-- WHAT YOU ARE ASKED TO DO --
Give every line of the material again, exactly as written.

-- SUPPLIED ENTRIES --
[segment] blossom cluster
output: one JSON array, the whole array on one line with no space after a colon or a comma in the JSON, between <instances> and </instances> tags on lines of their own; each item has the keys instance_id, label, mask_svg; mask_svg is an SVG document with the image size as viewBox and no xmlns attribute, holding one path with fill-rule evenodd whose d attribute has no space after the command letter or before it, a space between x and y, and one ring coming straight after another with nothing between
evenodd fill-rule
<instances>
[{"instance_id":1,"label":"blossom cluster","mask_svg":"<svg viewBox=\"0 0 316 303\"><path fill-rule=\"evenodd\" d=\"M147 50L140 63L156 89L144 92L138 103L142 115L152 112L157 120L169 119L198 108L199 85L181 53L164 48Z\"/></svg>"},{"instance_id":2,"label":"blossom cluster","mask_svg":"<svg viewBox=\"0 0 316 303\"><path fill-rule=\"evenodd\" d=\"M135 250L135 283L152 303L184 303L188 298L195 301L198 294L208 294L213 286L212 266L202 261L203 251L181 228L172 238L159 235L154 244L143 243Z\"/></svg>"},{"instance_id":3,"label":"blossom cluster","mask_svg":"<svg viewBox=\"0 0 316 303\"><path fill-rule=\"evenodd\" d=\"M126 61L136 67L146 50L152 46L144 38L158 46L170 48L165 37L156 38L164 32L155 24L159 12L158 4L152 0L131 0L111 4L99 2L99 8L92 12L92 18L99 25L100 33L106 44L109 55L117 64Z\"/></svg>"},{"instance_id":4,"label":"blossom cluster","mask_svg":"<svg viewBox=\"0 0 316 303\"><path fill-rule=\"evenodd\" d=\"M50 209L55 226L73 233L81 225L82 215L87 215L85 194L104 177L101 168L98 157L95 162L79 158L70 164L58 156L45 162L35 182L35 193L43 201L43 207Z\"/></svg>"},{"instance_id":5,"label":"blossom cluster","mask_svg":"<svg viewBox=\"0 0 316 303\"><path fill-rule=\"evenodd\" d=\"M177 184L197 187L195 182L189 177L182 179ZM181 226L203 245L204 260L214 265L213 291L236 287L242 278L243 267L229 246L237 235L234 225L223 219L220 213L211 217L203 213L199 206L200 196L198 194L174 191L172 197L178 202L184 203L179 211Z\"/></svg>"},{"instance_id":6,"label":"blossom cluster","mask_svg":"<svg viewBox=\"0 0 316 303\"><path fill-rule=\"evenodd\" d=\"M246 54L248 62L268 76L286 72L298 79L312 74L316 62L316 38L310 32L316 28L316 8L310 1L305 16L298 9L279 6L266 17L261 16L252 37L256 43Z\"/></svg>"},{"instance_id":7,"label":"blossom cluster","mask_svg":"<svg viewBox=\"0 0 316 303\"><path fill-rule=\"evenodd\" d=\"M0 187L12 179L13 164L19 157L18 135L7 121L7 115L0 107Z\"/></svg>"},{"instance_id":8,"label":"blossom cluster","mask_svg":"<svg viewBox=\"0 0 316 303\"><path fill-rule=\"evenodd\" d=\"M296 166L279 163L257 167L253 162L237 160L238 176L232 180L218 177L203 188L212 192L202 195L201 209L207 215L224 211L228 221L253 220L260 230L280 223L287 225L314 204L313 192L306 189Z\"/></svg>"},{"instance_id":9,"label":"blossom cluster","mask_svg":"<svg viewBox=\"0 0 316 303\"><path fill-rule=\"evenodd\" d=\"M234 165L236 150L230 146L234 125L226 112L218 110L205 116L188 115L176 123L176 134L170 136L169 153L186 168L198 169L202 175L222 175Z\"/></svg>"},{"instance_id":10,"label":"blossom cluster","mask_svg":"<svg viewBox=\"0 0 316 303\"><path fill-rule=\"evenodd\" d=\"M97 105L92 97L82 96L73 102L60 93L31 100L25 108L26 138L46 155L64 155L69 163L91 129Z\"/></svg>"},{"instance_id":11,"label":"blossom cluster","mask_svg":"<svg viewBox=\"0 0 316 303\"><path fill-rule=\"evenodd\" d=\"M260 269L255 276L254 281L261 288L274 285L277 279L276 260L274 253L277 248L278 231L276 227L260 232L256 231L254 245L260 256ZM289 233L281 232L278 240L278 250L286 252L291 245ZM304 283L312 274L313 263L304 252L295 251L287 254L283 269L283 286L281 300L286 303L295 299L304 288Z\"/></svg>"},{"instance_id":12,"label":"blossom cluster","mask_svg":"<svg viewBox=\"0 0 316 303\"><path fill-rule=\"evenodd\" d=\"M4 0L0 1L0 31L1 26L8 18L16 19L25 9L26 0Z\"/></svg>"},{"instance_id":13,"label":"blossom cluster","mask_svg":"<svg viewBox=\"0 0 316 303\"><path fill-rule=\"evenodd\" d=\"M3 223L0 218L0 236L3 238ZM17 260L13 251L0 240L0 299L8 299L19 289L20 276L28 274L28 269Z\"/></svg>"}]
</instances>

-- THE REPLY --
[segment] blossom cluster
output: one JSON array, the whole array on one line with no space after a colon or a comma in the JSON, between <instances> and </instances> tags on lines of their own; each item has the keys instance_id, label, mask_svg; mask_svg is an SVG document with the image size as viewBox and no xmlns attribute, holding one path with fill-rule evenodd whose d attribute has no space after the command letter or before it, a space between x and y, and one ring coming straight after another with nothing between
evenodd fill-rule
<instances>
[{"instance_id":1,"label":"blossom cluster","mask_svg":"<svg viewBox=\"0 0 316 303\"><path fill-rule=\"evenodd\" d=\"M147 50L140 63L156 89L144 92L138 103L142 115L152 112L157 120L169 119L198 108L199 85L181 53L164 48Z\"/></svg>"},{"instance_id":2,"label":"blossom cluster","mask_svg":"<svg viewBox=\"0 0 316 303\"><path fill-rule=\"evenodd\" d=\"M135 250L135 283L152 303L184 303L188 298L195 301L198 294L208 294L213 286L212 266L202 261L203 251L181 228L172 238L159 235L154 244L143 243Z\"/></svg>"},{"instance_id":3,"label":"blossom cluster","mask_svg":"<svg viewBox=\"0 0 316 303\"><path fill-rule=\"evenodd\" d=\"M126 61L136 67L146 50L152 46L144 38L158 46L170 48L165 37L156 38L164 32L155 24L159 12L158 4L152 0L131 0L111 4L99 2L99 8L92 12L92 18L99 25L100 33L106 44L109 55L117 64Z\"/></svg>"},{"instance_id":4,"label":"blossom cluster","mask_svg":"<svg viewBox=\"0 0 316 303\"><path fill-rule=\"evenodd\" d=\"M50 209L55 226L73 233L81 225L82 215L87 215L85 194L104 177L101 168L98 157L95 162L79 158L70 164L58 156L45 162L35 182L35 193L43 201L43 207Z\"/></svg>"},{"instance_id":5,"label":"blossom cluster","mask_svg":"<svg viewBox=\"0 0 316 303\"><path fill-rule=\"evenodd\" d=\"M177 184L197 187L195 182L189 177L182 179ZM181 226L203 245L204 260L214 265L213 291L236 287L242 278L243 267L229 246L237 235L234 225L223 219L220 213L211 217L203 213L199 206L200 196L198 194L174 191L172 197L178 202L184 203L179 211Z\"/></svg>"},{"instance_id":6,"label":"blossom cluster","mask_svg":"<svg viewBox=\"0 0 316 303\"><path fill-rule=\"evenodd\" d=\"M246 54L248 62L268 76L286 72L298 79L312 74L316 62L316 38L310 32L316 28L316 8L310 1L305 16L298 9L279 6L266 17L261 16L252 37L256 43Z\"/></svg>"},{"instance_id":7,"label":"blossom cluster","mask_svg":"<svg viewBox=\"0 0 316 303\"><path fill-rule=\"evenodd\" d=\"M0 187L12 179L13 164L19 157L18 135L7 121L7 115L0 107Z\"/></svg>"},{"instance_id":8,"label":"blossom cluster","mask_svg":"<svg viewBox=\"0 0 316 303\"><path fill-rule=\"evenodd\" d=\"M296 166L279 163L257 167L253 162L237 160L238 176L232 180L218 177L203 188L212 192L202 195L201 209L207 215L224 211L228 221L253 220L260 230L280 223L287 225L314 204L313 192L306 189Z\"/></svg>"},{"instance_id":9,"label":"blossom cluster","mask_svg":"<svg viewBox=\"0 0 316 303\"><path fill-rule=\"evenodd\" d=\"M234 165L236 150L230 146L234 125L226 112L218 110L205 116L188 115L176 123L176 134L170 136L169 153L186 168L198 169L202 175L222 175Z\"/></svg>"},{"instance_id":10,"label":"blossom cluster","mask_svg":"<svg viewBox=\"0 0 316 303\"><path fill-rule=\"evenodd\" d=\"M97 105L92 97L82 96L73 102L60 93L31 100L25 108L26 138L46 155L64 155L69 163L91 129Z\"/></svg>"},{"instance_id":11,"label":"blossom cluster","mask_svg":"<svg viewBox=\"0 0 316 303\"><path fill-rule=\"evenodd\" d=\"M260 269L255 276L254 281L261 288L274 285L277 279L276 260L274 253L277 248L278 231L276 227L260 232L256 231L254 245L260 256ZM289 233L281 232L278 240L278 250L286 252L291 245ZM304 283L312 274L313 263L304 252L295 251L287 254L283 269L283 286L281 300L286 303L295 299L304 288Z\"/></svg>"},{"instance_id":12,"label":"blossom cluster","mask_svg":"<svg viewBox=\"0 0 316 303\"><path fill-rule=\"evenodd\" d=\"M4 0L0 1L0 31L1 26L8 18L16 19L25 9L26 0Z\"/></svg>"},{"instance_id":13,"label":"blossom cluster","mask_svg":"<svg viewBox=\"0 0 316 303\"><path fill-rule=\"evenodd\" d=\"M3 223L0 218L0 236L3 238ZM17 260L13 251L0 240L0 299L8 299L19 289L20 276L28 274L28 269Z\"/></svg>"}]
</instances>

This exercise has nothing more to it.